Data listing
******************************

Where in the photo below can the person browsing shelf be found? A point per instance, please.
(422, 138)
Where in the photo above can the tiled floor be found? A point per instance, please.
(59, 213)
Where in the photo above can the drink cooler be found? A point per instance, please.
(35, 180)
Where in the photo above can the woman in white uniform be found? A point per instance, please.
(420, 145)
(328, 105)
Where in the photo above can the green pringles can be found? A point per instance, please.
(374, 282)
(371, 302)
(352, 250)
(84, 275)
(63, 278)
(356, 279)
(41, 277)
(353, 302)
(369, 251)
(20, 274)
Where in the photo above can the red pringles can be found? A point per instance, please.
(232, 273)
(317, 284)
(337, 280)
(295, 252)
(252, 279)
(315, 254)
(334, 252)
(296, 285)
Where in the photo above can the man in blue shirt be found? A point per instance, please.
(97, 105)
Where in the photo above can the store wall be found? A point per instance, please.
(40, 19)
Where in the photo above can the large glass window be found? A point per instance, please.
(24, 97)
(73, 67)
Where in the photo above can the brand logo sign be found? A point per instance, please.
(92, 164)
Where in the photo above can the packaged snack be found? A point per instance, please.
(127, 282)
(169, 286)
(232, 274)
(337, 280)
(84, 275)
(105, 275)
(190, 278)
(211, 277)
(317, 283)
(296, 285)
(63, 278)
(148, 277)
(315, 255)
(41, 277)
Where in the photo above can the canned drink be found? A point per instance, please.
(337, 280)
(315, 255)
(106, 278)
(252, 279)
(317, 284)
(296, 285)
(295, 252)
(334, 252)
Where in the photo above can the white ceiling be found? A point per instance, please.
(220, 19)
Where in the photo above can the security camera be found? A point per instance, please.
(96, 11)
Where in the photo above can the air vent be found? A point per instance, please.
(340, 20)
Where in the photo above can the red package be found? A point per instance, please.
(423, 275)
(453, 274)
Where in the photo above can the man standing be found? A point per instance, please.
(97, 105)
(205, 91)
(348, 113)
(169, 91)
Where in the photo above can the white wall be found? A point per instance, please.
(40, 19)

******************************

_Given exercise_
Copy out all the entries shown above, character for character.

_Worked answer_
Where in the photo below can the person browsing shelf be found? A point per instance, please.
(422, 138)
Where in the photo above can the tiled floor be found? A point per instance, please.
(59, 213)
Where in the photo above can the drink cooler be found? A point per instance, please.
(35, 180)
Where in the photo above can the woman in white uniform be found? A point per instance, please.
(420, 145)
(328, 105)
Where in the photo above can the green pringles can be found? A point per instance, please.
(374, 282)
(371, 302)
(352, 250)
(84, 275)
(63, 278)
(356, 279)
(41, 277)
(353, 302)
(369, 251)
(20, 274)
Where in the photo above can the red pringles can be found? A point per instance, please.
(232, 273)
(317, 284)
(337, 280)
(295, 252)
(252, 279)
(315, 254)
(334, 252)
(296, 285)
Where in the photo above can the man in blue shirt be found? A point per instance, please.
(97, 105)
Where in the photo above can the store wall be found? A point per instance, please.
(40, 19)
Where in the photo above can the large glass window be found? A point per instance, please.
(24, 97)
(73, 67)
Where in the photo above can the brand logo sign be found? A point per instance, please.
(92, 164)
Where in the photo above can the packaged snack be found? A point per instance, please.
(127, 282)
(169, 286)
(232, 274)
(337, 280)
(84, 275)
(105, 275)
(190, 278)
(211, 277)
(317, 283)
(296, 285)
(63, 278)
(148, 277)
(315, 255)
(41, 277)
Where in the photo above can the canned drink be found? A point per instance, please.
(337, 280)
(315, 255)
(106, 278)
(252, 279)
(317, 284)
(296, 285)
(295, 252)
(334, 252)
Where in the photo above can the white ceiling be found? A point per instance, please.
(220, 19)
Where in the photo above can the security camera be found? A point per instance, please.
(96, 11)
Where in the photo above can the air vent be found? A point per instance, please.
(340, 20)
Where in the photo above can the red package be found? A point per instance, please.
(423, 275)
(453, 274)
Where in the photo above can the man standing be found? A point per instance, please.
(97, 105)
(205, 91)
(348, 113)
(169, 91)
Where in the photo above can the white wall be found? A point per instance, please.
(40, 19)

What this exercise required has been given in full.